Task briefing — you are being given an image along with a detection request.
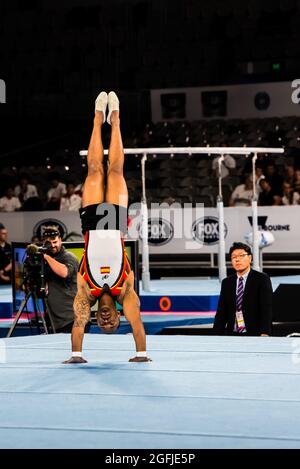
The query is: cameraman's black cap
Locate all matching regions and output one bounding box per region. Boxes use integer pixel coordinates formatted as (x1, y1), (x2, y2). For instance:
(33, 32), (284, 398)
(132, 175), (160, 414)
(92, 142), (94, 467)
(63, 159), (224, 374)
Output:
(42, 226), (60, 239)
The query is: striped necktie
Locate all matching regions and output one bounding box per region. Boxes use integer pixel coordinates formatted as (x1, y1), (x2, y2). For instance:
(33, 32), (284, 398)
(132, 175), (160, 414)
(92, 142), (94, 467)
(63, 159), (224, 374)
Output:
(236, 277), (246, 334)
(236, 277), (244, 311)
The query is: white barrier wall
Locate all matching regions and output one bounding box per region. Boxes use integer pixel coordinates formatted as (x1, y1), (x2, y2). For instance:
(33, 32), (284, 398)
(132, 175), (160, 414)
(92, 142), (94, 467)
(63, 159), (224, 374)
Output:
(0, 206), (300, 254)
(151, 81), (300, 123)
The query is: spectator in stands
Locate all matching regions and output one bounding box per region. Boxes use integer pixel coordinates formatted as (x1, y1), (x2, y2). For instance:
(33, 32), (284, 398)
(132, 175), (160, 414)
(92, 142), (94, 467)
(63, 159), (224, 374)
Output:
(258, 177), (282, 206)
(229, 174), (253, 207)
(264, 161), (283, 196)
(15, 174), (38, 205)
(285, 164), (295, 187)
(46, 173), (66, 210)
(294, 169), (300, 194)
(60, 182), (81, 211)
(281, 181), (300, 205)
(0, 187), (21, 212)
(212, 143), (236, 179)
(0, 223), (12, 285)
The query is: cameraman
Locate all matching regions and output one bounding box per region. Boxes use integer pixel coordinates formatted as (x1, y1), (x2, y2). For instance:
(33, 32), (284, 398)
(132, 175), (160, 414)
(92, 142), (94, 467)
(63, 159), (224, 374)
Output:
(43, 226), (78, 333)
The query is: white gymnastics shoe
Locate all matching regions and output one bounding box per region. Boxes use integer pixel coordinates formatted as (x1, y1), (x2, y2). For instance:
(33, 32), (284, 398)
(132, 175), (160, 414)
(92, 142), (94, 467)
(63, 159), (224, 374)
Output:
(95, 91), (108, 122)
(107, 91), (120, 124)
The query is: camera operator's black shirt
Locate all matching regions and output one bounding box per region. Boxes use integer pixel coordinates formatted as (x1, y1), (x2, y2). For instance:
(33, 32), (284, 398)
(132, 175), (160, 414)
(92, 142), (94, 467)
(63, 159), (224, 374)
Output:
(45, 246), (78, 329)
(0, 243), (11, 285)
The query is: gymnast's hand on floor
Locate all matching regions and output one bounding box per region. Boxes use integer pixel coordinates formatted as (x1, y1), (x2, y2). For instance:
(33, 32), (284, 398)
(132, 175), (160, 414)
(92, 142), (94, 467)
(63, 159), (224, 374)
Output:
(63, 357), (87, 365)
(128, 357), (152, 363)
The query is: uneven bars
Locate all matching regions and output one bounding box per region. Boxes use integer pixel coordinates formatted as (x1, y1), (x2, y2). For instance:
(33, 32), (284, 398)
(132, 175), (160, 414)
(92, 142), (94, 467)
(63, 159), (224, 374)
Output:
(79, 147), (284, 156)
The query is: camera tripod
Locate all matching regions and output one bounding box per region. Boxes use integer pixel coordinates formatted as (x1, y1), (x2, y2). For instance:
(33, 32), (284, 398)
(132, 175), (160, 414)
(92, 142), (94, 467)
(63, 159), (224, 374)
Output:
(6, 291), (55, 338)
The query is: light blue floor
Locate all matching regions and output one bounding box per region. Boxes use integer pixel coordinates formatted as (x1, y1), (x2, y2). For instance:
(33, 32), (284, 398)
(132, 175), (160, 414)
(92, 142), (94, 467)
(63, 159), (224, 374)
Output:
(0, 334), (300, 449)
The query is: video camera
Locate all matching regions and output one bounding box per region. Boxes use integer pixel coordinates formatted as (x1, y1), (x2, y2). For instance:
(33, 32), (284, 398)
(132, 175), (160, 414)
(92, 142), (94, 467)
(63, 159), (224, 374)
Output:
(23, 227), (60, 298)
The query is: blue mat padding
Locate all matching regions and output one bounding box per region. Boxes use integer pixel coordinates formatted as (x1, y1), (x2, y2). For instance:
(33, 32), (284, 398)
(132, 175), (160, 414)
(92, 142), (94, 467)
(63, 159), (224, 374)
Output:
(0, 334), (300, 449)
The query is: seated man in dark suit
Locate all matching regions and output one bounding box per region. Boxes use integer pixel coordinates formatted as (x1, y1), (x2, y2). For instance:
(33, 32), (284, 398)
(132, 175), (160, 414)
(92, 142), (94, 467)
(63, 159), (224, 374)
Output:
(213, 243), (273, 336)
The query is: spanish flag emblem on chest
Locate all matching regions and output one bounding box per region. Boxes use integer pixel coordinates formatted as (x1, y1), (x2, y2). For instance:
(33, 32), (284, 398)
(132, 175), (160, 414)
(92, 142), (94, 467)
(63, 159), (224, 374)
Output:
(100, 266), (110, 275)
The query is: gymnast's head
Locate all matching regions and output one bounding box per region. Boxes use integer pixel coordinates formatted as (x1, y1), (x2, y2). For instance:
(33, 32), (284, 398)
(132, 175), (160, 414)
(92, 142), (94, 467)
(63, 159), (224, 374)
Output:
(97, 285), (120, 334)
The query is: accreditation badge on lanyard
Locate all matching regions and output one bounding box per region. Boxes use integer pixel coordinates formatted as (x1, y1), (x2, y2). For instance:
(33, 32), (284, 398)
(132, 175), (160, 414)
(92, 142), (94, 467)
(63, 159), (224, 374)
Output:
(235, 311), (247, 334)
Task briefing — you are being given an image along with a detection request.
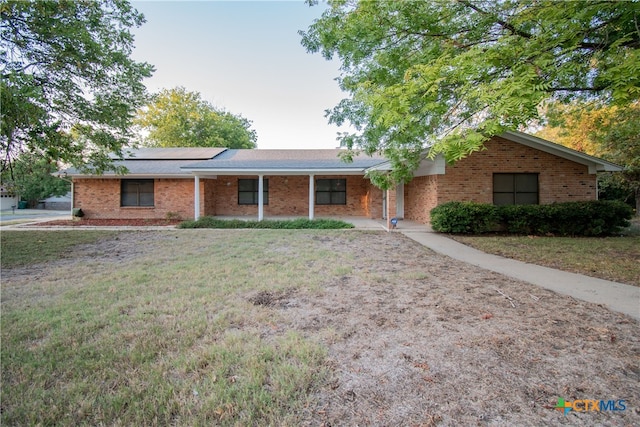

EXERCISE BRIEF
Rewrite all of the records above with "bounding box" swapped for "rectangle" wherever it occurs, changing nothing else. Leave the pictures out of your answer.

THE OUTPUT
Task briefing — you are being given an image along with a detection request.
The query is: cameraman's black cap
Locate all matching regions and output one rectangle per region. Boxes use integer pixel coordinates formatted as (x1, y1), (x2, y2). For instance:
(33, 32), (284, 398)
(132, 175), (160, 414)
(92, 142), (94, 467)
(63, 159), (224, 374)
Output:
(42, 226), (60, 239)
The query is: striped necktie
Locate all matching regions and output one rectangle per region. Boxes use integer pixel coordinates formatted as (x1, y1), (x2, y2). For instance:
(33, 32), (284, 398)
(132, 175), (160, 414)
(92, 142), (94, 467)
(63, 159), (224, 374)
Output:
(236, 277), (246, 334)
(236, 277), (244, 311)
The query is: white barrier wall
Locate all matching regions and output one rectangle per region. Boxes use integer pixel coordinates formatted as (x1, y1), (x2, y2). For instance:
(33, 32), (284, 398)
(132, 175), (160, 414)
(92, 142), (94, 467)
(63, 159), (224, 374)
Output:
(0, 206), (300, 254)
(151, 81), (300, 123)
The query is: spectator in stands
Locate all matching regions and output one rectangle per region. Boxes use integer pixel coordinates formatted as (x1, y1), (x2, y2). For instance:
(33, 32), (284, 398)
(132, 175), (160, 414)
(92, 142), (94, 467)
(63, 159), (224, 374)
Output:
(258, 177), (282, 206)
(229, 174), (253, 207)
(264, 161), (283, 196)
(15, 174), (38, 205)
(285, 164), (295, 187)
(46, 173), (66, 210)
(294, 169), (300, 194)
(60, 182), (81, 211)
(281, 181), (300, 205)
(0, 187), (21, 212)
(212, 143), (236, 179)
(0, 223), (12, 285)
The query is: cameraman
Locate all matching regions and output one rectangle per region. Boxes use integer pixel coordinates formatted as (x1, y1), (x2, y2). For instance:
(33, 32), (284, 398)
(132, 175), (160, 414)
(92, 142), (94, 467)
(63, 159), (224, 374)
Output:
(43, 226), (78, 333)
The query is: white gymnastics shoe
Locate all matching regions and output one rectangle per region. Boxes use integer pixel coordinates formatted as (x1, y1), (x2, y2). For instance:
(33, 32), (284, 398)
(132, 175), (160, 414)
(92, 142), (94, 467)
(63, 159), (224, 374)
Output:
(95, 91), (108, 122)
(107, 91), (120, 124)
The query is: camera operator's black shirt
Locate all matching regions and output one rectangle per region. Boxes use integer pixel coordinates formatted as (x1, y1), (x2, y2). For instance:
(33, 32), (284, 398)
(132, 175), (160, 414)
(92, 142), (94, 467)
(63, 159), (224, 374)
Output:
(45, 246), (78, 329)
(0, 243), (11, 285)
The query is: gymnast's hand on floor
Locate all matching regions and output one rectangle per region. Boxes use integer pixel coordinates formatted as (x1, y1), (x2, y2). For instance:
(33, 32), (284, 398)
(132, 175), (160, 414)
(92, 142), (94, 467)
(63, 159), (224, 374)
Output:
(63, 357), (87, 365)
(128, 357), (152, 363)
The query is: uneven bars
Locate all matching regions and output one rectangle per region. Boxes use integer pixel coordinates formatted as (x1, y1), (x2, y2). For instance:
(33, 32), (284, 398)
(132, 175), (160, 414)
(92, 142), (94, 467)
(63, 159), (224, 374)
Output:
(79, 147), (284, 156)
The query is: camera tripod
Locate all matching regions and output one rectangle per region. Boxes use integer pixel coordinates formatted as (x1, y1), (x2, y2). For instance:
(33, 32), (284, 398)
(132, 175), (160, 414)
(92, 142), (94, 467)
(63, 159), (224, 374)
Output:
(6, 291), (55, 338)
The query is: light blue floor
Locate all matching regions and output one rectangle per region. Boxes use integer pixel coordinates formatted as (x1, y1), (x2, y2). For instance:
(33, 32), (284, 398)
(132, 175), (160, 414)
(92, 142), (94, 467)
(63, 159), (224, 374)
Output:
(0, 334), (300, 449)
The query is: video camera
Locate all matching regions and output one rectangle per region. Boxes use integer pixel coordinates formatted as (x1, y1), (x2, y2). For instance:
(33, 32), (284, 398)
(132, 175), (160, 414)
(92, 142), (94, 467)
(63, 159), (224, 374)
Output:
(23, 227), (60, 298)
The query is: blue mat padding
Locate all matching regions and output one rectangle per region. Boxes use integer pixel coordinates formatted as (x1, y1), (x2, y2). For instance:
(33, 32), (284, 398)
(132, 175), (160, 414)
(92, 142), (94, 467)
(63, 159), (224, 374)
Output:
(0, 334), (300, 449)
The query is: seated man in dark suit
Locate all matching regions and output one rectangle per region. Boxes use integer pixel coordinates formatted as (x1, y1), (x2, y2). For instance:
(33, 32), (284, 398)
(132, 175), (160, 414)
(92, 142), (94, 467)
(63, 159), (224, 374)
Output:
(213, 243), (273, 336)
The query is: spanish flag emblem on chest
Locate all matching regions and output one rectangle per region. Boxes use integer pixel coordinates formatted as (x1, y1), (x2, y2). For instance:
(33, 32), (284, 398)
(132, 175), (160, 414)
(92, 142), (94, 467)
(63, 159), (224, 374)
Output:
(100, 266), (110, 275)
The query is: gymnast's head
Locate all matching regions and output one rectangle per region. Boxes use integer pixel coordinates formatted as (x1, y1), (x2, y2). For instance:
(33, 32), (284, 398)
(132, 175), (160, 414)
(92, 142), (94, 467)
(63, 159), (224, 374)
Output:
(97, 285), (120, 334)
The query is: accreditation badge on lanyard
Locate all matching regions and output one rectangle per region. Boxes use integer pixel coordinates formatted as (x1, y1), (x2, y2). For instance:
(33, 32), (284, 398)
(132, 175), (160, 414)
(92, 142), (94, 467)
(63, 159), (224, 374)
Output:
(235, 311), (247, 334)
Task briefing — you are being given an image along with a detection request.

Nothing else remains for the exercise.